Extracted entries>
━━━━━━━━━━━━━━━━━━━━━━━━━━━━━━

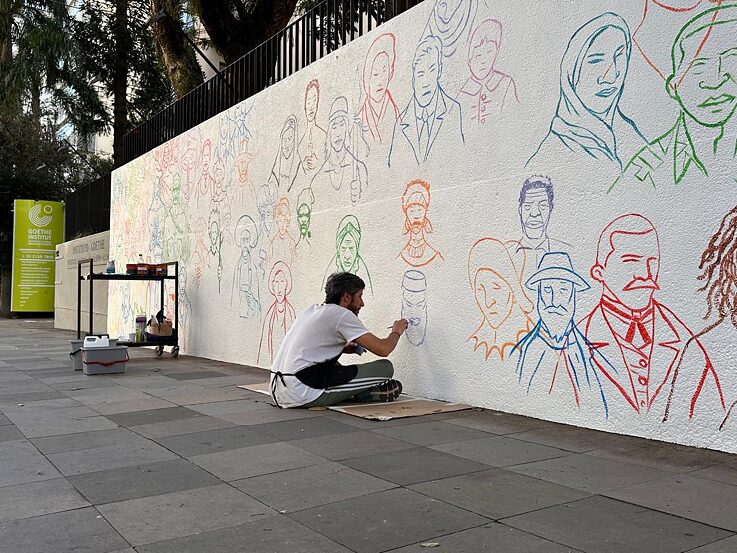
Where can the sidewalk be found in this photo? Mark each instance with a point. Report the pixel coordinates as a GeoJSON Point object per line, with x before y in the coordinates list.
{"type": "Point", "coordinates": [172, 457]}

━━━━━━━━━━━━━━━━━━━━━━━━━━━━━━

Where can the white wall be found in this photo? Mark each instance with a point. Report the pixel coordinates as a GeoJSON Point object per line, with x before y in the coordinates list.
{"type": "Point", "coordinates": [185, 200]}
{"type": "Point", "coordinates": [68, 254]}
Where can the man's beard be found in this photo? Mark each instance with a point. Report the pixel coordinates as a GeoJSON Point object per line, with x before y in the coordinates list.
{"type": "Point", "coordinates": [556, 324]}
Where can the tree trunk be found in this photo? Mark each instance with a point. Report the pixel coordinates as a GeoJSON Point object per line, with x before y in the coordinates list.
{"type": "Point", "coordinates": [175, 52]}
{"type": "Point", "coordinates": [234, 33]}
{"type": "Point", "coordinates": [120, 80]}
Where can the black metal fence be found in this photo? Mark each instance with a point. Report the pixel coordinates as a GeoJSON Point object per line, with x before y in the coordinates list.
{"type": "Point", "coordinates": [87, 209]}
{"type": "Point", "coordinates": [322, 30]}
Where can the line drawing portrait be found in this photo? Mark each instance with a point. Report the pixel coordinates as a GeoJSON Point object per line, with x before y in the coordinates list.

━━━━━━━━━━━━━━━━━━━━━━━━━━━━━━

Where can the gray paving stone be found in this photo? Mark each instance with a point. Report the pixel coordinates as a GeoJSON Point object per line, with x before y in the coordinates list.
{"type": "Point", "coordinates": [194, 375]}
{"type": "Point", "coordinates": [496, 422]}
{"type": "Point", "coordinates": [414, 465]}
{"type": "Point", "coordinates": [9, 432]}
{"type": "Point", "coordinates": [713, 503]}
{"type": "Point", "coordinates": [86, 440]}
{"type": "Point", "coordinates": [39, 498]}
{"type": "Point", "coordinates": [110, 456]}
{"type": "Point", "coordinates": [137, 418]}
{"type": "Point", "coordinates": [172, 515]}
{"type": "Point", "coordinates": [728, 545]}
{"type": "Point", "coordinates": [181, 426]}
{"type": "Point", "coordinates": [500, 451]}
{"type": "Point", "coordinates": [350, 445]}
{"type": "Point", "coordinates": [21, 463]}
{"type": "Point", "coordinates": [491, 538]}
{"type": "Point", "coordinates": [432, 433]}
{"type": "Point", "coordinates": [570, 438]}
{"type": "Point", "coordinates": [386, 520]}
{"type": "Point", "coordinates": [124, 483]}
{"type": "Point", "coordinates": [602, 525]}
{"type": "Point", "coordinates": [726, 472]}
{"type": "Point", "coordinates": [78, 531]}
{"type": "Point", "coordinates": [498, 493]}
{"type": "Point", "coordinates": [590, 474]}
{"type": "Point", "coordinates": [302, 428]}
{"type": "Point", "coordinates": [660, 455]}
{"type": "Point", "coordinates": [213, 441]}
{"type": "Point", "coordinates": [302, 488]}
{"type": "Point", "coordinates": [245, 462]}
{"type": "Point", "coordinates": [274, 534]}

━━━━━━━━━━━━━━━━━━━━━━━━━━━━━━

What the task requires> Identify every line above that contains the word "wall" and copy each of those lines out in full.

Exercise solution>
Where can the white wall be found in this photo? Mark each instance with a point. Report the pixel coordinates as a GeoJSON Point object per line, with x before y in the coordinates list.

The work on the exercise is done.